### BRANO PROPOSTO
_ _ _ _

In questo contesto, la Dichiarazione propone due chiarimenti. Anzitutto la distinzione tra la fede teologale e la credenza. Alla verità della rivelazione cristiana si risponde con l'obbedienza della fede, virtù teologale che implica un assenso libero e personale a tutta la verità che Dio ha rivelato. Se la fede è accoglienza della verità rivelata da Dio Uno e Trino, la credenza è invece esperienza religiosa ancora alla ricerca della verità assoluta e quindi priva dell'assenso a Dio che si rivela (n. 7).

_ _ _ _

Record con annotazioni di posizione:
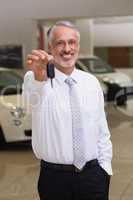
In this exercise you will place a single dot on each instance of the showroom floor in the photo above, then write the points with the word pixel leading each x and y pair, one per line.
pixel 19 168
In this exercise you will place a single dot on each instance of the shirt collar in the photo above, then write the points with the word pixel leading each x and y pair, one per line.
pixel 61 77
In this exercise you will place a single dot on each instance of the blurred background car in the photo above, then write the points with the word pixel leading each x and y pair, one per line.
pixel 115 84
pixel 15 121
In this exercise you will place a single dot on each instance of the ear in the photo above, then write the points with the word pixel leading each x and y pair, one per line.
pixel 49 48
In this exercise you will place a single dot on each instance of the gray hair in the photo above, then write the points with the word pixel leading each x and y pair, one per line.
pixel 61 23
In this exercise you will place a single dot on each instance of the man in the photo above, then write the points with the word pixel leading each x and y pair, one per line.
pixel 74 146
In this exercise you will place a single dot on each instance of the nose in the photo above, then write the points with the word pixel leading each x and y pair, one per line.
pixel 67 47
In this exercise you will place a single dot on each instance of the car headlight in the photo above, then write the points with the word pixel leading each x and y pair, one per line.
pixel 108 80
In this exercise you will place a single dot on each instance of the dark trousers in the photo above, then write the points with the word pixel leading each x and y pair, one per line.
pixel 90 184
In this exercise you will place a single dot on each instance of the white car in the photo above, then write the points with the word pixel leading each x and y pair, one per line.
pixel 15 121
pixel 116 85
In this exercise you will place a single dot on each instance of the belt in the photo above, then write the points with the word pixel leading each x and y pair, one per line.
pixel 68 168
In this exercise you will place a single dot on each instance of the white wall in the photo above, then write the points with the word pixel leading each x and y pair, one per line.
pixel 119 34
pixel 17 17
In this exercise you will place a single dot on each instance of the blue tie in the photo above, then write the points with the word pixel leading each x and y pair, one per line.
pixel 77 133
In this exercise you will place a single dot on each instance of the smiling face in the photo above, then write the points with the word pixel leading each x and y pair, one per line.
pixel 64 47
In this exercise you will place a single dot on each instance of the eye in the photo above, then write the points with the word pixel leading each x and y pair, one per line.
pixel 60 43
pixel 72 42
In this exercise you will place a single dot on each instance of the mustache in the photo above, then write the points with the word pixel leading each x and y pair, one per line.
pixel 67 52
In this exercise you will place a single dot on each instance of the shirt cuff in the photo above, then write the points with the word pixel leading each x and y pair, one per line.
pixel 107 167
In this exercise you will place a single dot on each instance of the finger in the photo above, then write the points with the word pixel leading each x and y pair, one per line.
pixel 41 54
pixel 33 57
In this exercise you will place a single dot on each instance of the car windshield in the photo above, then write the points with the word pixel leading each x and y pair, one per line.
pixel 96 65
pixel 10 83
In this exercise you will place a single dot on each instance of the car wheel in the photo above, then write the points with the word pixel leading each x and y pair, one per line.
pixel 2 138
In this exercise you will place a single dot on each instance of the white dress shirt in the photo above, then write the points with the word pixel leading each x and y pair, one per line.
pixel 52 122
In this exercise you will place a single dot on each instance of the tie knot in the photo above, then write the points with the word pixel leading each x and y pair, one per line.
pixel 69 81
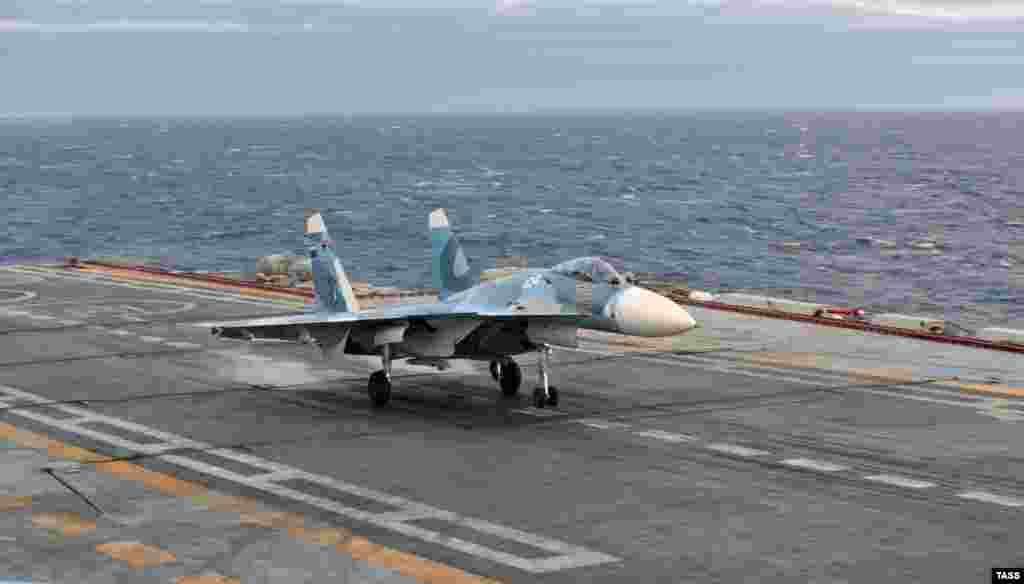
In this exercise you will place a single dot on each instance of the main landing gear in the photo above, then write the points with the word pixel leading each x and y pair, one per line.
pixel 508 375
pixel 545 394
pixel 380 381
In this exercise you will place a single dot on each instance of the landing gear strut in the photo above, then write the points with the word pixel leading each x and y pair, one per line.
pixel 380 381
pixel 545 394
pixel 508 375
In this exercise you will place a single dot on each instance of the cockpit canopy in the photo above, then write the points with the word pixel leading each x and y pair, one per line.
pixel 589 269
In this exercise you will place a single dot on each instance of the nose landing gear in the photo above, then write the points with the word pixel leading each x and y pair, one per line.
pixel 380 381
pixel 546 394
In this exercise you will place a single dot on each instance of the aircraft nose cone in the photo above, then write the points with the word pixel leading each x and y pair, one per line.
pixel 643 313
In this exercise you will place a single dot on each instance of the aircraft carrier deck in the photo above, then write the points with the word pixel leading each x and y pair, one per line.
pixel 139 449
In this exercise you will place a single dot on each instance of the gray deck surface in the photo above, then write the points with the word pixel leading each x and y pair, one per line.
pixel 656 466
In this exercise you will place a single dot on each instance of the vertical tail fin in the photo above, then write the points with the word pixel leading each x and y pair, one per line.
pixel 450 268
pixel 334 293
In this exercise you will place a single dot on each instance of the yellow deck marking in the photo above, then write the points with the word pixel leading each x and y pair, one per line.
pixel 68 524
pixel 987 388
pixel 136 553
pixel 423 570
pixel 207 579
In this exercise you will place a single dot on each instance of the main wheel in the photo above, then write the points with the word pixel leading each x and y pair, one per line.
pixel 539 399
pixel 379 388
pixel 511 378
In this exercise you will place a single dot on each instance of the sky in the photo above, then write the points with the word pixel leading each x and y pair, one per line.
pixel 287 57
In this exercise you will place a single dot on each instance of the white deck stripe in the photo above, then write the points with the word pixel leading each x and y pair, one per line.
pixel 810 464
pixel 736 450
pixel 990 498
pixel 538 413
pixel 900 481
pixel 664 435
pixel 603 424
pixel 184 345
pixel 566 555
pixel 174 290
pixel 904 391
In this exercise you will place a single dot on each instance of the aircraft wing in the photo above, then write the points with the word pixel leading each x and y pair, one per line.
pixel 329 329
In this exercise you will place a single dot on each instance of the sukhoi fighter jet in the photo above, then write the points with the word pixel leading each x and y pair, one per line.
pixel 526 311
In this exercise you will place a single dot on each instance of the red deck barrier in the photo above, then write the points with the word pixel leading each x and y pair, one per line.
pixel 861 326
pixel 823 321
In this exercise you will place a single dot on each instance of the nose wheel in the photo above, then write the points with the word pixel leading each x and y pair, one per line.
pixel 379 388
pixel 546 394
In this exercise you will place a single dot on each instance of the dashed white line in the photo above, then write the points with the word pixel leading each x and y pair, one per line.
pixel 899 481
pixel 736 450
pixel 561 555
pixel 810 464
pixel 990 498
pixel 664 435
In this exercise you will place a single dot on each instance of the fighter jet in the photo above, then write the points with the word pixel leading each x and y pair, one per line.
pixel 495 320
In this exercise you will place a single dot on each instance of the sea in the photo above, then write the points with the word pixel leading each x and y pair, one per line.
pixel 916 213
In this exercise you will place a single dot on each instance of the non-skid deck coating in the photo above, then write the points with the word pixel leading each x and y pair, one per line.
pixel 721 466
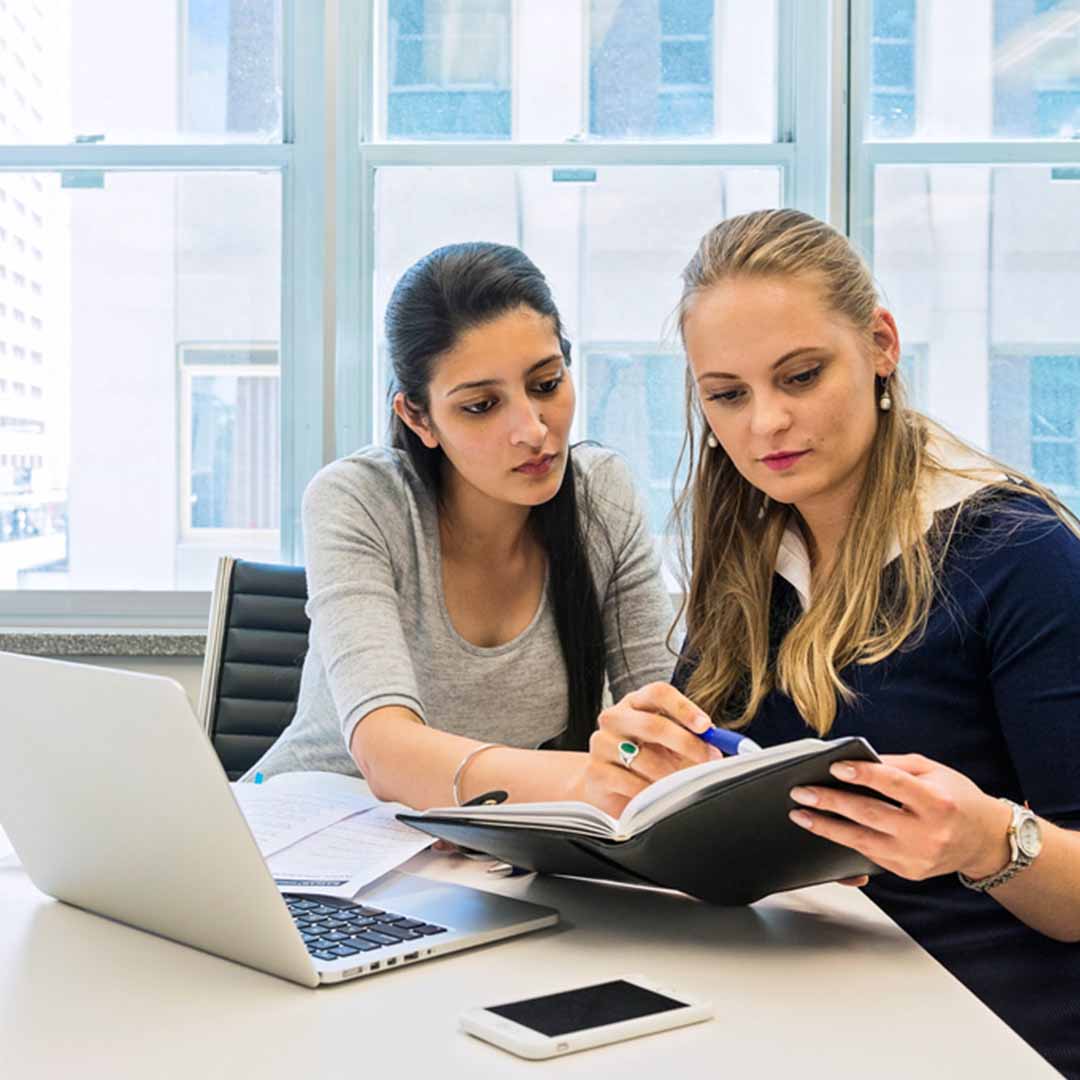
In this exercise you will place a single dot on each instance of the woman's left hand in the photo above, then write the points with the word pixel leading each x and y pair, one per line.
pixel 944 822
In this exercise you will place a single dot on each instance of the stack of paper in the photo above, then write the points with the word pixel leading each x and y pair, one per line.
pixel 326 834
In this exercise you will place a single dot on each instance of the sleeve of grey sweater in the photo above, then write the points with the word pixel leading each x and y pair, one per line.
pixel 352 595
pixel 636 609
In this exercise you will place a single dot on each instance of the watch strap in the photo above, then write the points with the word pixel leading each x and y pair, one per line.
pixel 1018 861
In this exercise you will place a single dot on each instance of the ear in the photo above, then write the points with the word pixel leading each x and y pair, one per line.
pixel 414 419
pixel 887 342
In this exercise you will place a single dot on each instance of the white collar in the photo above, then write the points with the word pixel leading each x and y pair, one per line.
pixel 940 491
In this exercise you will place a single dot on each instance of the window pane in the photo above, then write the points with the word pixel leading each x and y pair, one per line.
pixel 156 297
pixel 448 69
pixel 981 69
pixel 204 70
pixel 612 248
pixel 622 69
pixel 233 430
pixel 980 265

_ _ _ _

### COMPITO ASSEGNATO 1
Risponda alle seguenti domande sul brano dedicato a fede e credenza.
(a) Quanti chiarimenti propone la Dichiarazione?
(b) Con che cosa si risponde alla verità della rivelazione cristiana?
(c) Di quale assenso è priva la credenza?
### COMPITO ASSEGNATO 2
Prosegua il brano sulla distinzione tra fede teologale e credenza, riprendendo dopo la sua ultima frase.

### RISPOSTA 1
(a) Due.
(b) Con l'obbedienza della fede.
(c) Dell'assenso a Dio che si rivela.

### RISPOSTA 2
Un secondo chiarimento riguarda l'ipotesi circa il valore ispirato dei testi sacri di altre religioni. A questo proposito si ribadisce che la tradizione della Chiesa riserva la qualifica di testi ispirati solo ai libri canonici dell'Antico e del Nuovo Testamento, in quanto ispirati dallo Spirito Santo (n. 8). La Chiesa, comunque, riconosce e apprezza le ricchezze spirituali dei popoli, pur unite a lacune, insufficienze ed errori. Di conseguenza "i libri sacri di altre religioni, che di fatto alimentano e guidano l'esistenza dei loro seguaci, ricevono dal mistero di Cristo quegli elementi di bontà e di grazia in essi presenti" (n. 8). Del resto, anche le opere classiche della teologia e della spiritualità cristiana, pur contenendo straordinari raggi di verità e di sapienza divina, non per questo vengono chiamati ispirati. A tale proposito, un richiamo implicito della Dichiarazione potrebbe essere quello di riscoprire, stimolati dalla conoscenza dei libri sacri delle altre religioni, le incomparabili ricchezze della letteratura cristiana orientale e occidentale e le sue molteplici e meravigliose attuazioni liturgiche e spirituali.
2. Per quanto riguarda l'unità dell'economia salvifica del Verbo la Dichiarazione intende contrastare tre tesi che, per fondare teologicamente il pluralismo religioso, cercano di relativizzare e sminuire l'originalità del mistero di Cristo.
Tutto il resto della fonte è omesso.